== PROMPT ==
Reproduce word for word the stretch of the records from the line that contains "slat accordingly in the photo above." through the line that contains "(1273, 442)", and nothing beyond it.

== DATA EXTRACT ==
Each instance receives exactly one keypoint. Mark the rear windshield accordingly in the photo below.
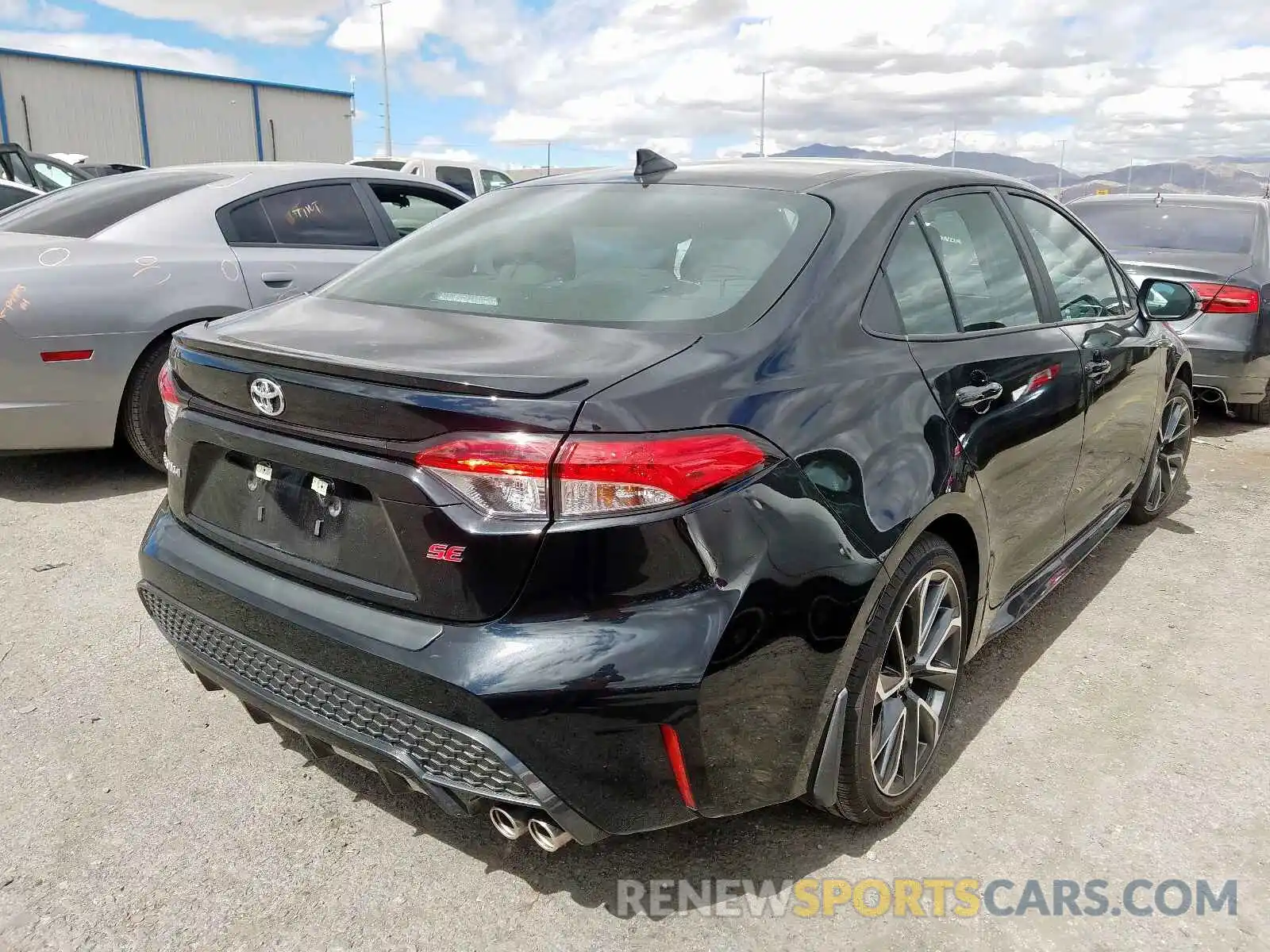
--
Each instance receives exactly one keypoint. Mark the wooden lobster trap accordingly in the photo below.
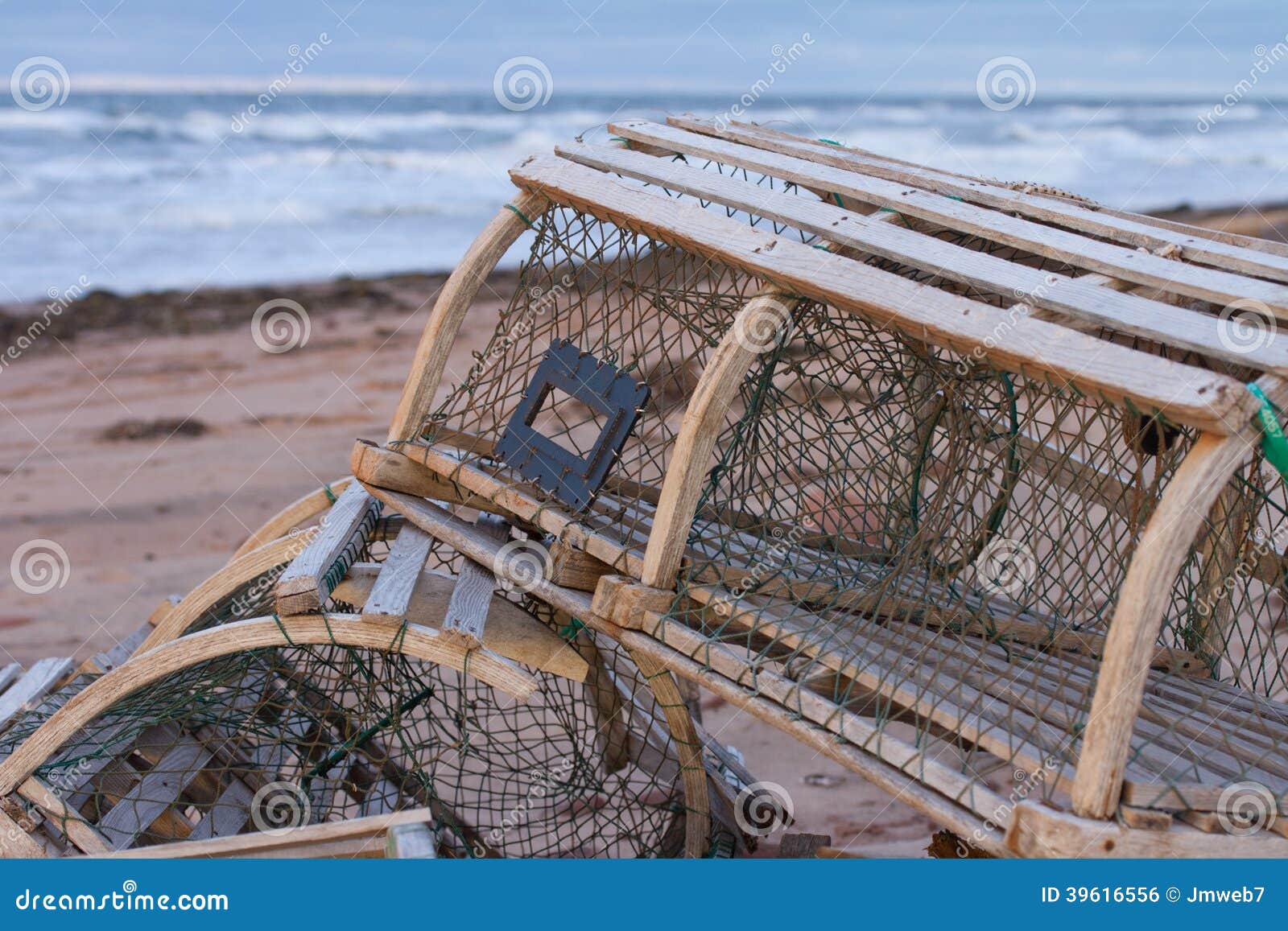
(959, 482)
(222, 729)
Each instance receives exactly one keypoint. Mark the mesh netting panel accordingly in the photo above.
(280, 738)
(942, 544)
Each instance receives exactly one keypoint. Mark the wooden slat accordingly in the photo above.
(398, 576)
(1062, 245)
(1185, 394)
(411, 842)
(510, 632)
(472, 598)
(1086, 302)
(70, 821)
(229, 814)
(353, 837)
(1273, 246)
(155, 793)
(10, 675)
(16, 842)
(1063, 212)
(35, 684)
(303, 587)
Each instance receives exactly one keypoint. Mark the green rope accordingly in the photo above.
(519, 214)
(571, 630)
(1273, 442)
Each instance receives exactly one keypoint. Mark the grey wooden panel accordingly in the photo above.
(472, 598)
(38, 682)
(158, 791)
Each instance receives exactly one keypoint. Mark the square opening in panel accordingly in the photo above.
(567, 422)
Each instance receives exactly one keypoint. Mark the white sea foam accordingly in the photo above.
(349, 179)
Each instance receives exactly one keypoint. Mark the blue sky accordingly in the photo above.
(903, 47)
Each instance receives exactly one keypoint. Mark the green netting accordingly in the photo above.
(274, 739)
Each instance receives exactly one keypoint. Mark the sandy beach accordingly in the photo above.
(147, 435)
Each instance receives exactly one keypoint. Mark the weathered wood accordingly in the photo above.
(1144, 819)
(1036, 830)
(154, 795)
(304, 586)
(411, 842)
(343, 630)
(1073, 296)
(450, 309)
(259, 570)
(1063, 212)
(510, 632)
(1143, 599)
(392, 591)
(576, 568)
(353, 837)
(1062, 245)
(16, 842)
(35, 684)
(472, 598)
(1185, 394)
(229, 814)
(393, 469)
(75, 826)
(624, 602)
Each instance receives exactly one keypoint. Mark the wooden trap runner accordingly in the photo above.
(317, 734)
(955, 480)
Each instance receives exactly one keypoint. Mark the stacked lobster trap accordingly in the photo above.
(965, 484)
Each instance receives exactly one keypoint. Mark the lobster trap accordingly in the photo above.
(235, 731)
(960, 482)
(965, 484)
--
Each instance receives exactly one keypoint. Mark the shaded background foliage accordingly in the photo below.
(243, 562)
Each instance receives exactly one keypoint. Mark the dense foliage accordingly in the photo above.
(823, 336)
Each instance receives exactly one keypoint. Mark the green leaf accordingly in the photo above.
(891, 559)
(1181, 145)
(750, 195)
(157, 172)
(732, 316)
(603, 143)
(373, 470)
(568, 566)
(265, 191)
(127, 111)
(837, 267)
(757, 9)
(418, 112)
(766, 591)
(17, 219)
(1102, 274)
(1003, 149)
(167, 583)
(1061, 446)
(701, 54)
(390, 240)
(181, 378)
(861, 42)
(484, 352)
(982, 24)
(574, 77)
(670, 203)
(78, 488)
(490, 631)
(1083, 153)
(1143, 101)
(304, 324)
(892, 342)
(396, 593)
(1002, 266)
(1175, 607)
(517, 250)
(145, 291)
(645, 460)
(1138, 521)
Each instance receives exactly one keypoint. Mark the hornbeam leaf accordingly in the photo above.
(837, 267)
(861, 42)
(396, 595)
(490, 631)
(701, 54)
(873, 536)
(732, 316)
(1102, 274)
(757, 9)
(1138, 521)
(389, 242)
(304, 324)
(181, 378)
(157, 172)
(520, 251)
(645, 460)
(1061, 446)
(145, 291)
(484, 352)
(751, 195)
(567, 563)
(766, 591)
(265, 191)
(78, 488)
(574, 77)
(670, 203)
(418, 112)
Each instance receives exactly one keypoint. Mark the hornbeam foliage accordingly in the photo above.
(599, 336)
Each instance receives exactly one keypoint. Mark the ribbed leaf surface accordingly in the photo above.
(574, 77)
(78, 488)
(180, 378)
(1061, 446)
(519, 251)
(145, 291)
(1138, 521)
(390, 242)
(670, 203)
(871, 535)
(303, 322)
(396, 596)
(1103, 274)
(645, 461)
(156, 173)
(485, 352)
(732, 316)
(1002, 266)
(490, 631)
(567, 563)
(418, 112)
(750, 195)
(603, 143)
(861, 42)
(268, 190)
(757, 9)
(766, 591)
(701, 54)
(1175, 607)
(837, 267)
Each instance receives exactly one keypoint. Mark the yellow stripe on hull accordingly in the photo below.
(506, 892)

== CORRECT RESULT ==
Each instance receives exactly one keypoint. Mark the wooden slat accordingly in the photo above.
(398, 576)
(1062, 245)
(1185, 394)
(411, 842)
(510, 632)
(472, 598)
(1086, 302)
(70, 821)
(229, 814)
(353, 837)
(1273, 246)
(155, 793)
(10, 675)
(16, 842)
(1063, 212)
(35, 684)
(303, 587)
Each instance receives exactly one keypoint. Mark the green rope accordingly in the photo above.
(519, 214)
(571, 630)
(1273, 442)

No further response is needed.